-- Task requirements --
Switch "windowsill" to "window ledge" in the stretch from the start of the records through the line containing "191 59 L 177". Rewrite only that stretch and leave everything else as it is.

>> start Material for this exercise

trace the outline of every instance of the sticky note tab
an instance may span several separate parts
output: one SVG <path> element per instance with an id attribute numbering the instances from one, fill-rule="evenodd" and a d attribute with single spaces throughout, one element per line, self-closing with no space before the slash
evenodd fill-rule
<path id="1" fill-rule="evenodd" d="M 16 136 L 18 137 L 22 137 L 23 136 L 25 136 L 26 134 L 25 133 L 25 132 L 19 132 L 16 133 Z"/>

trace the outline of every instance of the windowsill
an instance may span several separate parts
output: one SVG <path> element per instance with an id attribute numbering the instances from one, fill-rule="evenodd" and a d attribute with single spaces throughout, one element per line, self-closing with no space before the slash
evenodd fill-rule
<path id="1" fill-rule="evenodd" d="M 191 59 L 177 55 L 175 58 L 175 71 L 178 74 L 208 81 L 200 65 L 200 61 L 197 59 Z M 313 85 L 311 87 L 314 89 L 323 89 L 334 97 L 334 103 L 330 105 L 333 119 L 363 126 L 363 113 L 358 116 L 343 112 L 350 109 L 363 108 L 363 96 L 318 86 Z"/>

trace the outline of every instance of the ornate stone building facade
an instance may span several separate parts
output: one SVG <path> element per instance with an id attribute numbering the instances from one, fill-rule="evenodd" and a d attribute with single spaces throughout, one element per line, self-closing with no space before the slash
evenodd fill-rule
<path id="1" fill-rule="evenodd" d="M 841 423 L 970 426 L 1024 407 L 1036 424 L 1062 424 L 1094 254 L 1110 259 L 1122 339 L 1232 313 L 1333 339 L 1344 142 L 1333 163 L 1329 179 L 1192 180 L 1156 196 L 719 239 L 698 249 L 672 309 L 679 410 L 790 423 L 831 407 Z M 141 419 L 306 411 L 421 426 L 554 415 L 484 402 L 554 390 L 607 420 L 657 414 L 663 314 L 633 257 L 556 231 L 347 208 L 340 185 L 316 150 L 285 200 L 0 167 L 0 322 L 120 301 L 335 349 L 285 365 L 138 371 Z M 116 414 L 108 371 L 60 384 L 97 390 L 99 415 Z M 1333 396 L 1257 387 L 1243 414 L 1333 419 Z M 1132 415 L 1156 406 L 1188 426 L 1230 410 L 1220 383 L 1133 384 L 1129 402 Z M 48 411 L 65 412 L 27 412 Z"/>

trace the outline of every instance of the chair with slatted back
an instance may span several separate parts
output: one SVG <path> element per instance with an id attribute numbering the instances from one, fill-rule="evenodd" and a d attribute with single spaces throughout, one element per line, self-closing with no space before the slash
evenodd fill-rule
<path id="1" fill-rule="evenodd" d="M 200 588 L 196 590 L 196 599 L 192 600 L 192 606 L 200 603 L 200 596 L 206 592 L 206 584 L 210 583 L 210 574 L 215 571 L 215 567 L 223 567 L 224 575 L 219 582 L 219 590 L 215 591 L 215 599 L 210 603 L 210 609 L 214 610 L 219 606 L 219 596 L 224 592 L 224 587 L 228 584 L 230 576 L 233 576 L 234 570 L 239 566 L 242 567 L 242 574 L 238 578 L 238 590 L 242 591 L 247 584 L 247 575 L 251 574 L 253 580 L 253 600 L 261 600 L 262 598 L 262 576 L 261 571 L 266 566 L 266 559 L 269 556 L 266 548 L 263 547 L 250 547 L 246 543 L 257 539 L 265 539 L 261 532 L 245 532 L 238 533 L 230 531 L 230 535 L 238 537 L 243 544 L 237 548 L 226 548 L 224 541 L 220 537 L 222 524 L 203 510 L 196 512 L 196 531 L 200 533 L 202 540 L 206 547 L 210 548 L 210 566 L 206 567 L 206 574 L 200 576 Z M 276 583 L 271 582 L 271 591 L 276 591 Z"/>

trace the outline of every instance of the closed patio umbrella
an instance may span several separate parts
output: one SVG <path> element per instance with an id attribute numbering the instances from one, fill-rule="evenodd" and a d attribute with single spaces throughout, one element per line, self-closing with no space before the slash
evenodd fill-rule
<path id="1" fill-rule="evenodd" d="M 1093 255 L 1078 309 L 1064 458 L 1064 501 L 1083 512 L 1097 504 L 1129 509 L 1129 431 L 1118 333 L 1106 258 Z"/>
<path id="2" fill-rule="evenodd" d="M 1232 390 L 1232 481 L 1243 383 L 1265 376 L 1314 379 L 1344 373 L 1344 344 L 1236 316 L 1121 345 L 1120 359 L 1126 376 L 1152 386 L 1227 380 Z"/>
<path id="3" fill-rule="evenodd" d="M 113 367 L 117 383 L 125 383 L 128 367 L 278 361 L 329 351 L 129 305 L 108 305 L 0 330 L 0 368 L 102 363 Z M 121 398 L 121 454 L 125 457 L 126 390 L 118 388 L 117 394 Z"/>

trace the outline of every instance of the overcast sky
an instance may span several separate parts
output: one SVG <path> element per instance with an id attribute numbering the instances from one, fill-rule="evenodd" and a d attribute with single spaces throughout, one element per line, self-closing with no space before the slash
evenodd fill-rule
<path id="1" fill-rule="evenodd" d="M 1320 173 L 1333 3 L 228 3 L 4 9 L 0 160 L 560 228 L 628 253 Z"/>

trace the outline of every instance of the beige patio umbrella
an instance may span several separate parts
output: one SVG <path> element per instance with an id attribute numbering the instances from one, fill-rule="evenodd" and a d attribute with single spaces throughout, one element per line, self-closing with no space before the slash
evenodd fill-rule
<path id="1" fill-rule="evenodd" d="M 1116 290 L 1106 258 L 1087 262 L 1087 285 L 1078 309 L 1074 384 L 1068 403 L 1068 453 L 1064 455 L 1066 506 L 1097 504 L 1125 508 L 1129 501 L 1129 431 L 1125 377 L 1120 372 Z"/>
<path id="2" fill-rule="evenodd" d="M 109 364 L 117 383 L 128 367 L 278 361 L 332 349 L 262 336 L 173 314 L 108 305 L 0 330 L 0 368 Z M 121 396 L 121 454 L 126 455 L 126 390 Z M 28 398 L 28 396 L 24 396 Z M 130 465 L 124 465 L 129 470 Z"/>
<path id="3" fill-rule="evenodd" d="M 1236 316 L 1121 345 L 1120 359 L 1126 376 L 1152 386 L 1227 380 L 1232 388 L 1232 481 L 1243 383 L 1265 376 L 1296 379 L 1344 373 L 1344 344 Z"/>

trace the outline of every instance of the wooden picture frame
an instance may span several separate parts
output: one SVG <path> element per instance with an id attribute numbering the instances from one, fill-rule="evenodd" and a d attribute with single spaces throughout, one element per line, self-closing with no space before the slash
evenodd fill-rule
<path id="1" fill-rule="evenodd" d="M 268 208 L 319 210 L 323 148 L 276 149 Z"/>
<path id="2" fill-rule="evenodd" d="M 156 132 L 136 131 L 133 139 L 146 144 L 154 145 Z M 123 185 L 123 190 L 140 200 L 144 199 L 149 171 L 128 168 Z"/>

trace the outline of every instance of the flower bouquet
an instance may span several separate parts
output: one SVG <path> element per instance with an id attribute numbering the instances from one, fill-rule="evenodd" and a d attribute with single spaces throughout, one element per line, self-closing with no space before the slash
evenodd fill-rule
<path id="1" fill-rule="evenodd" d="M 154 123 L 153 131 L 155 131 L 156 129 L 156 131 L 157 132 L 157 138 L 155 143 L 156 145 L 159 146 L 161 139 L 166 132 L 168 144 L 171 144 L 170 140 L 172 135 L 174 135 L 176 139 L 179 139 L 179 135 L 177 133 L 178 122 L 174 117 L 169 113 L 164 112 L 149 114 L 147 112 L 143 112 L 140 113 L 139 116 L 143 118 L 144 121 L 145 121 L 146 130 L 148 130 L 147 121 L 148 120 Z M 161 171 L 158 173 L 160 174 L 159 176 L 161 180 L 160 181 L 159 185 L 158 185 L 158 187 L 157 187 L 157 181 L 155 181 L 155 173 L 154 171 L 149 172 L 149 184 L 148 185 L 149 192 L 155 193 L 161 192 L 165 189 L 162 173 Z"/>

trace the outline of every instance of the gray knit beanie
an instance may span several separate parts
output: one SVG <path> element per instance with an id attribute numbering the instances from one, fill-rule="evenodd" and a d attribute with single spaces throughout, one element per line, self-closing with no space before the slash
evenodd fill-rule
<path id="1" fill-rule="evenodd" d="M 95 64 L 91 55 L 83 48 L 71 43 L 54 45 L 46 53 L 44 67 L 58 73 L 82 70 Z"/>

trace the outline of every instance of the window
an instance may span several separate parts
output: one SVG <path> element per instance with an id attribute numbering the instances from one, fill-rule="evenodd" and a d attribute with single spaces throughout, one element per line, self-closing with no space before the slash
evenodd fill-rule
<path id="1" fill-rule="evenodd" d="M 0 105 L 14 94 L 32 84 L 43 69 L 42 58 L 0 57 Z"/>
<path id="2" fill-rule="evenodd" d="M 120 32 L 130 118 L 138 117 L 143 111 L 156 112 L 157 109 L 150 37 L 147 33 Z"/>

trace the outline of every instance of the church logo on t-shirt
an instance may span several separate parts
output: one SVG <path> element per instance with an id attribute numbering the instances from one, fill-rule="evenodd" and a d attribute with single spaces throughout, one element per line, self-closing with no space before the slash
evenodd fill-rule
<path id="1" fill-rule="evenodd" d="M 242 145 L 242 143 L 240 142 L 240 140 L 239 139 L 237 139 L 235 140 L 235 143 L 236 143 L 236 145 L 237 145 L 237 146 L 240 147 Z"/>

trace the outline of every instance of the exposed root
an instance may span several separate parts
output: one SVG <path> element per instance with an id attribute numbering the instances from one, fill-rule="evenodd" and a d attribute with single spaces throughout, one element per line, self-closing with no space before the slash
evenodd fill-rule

>> end Material for this exercise

-- In response --
trace the outline of every instance of the sticky note tab
an instance may span several separate parts
output: one SVG <path> element per instance with an id attribute numbering the instances from one, fill-rule="evenodd" and a d attribute with single spaces throughout, one element per line, self-closing with no space before the slash
evenodd fill-rule
<path id="1" fill-rule="evenodd" d="M 16 136 L 18 137 L 22 137 L 23 136 L 25 136 L 26 134 L 25 133 L 25 132 L 19 132 L 16 133 Z"/>

trace the outline of every instance of the window ledge
an instance may span several separate parts
output: one SVG <path> element per instance with an id attribute numbering the instances from one, fill-rule="evenodd" and a d attribute with single spaces throughout, one element per line, self-closing with no space before the slash
evenodd fill-rule
<path id="1" fill-rule="evenodd" d="M 191 59 L 177 55 L 175 58 L 175 71 L 178 74 L 208 81 L 200 65 L 200 61 L 197 59 Z M 313 85 L 311 87 L 314 89 L 323 89 L 334 97 L 334 103 L 330 105 L 333 119 L 363 126 L 363 113 L 358 116 L 343 112 L 350 109 L 363 108 L 363 96 L 318 86 Z"/>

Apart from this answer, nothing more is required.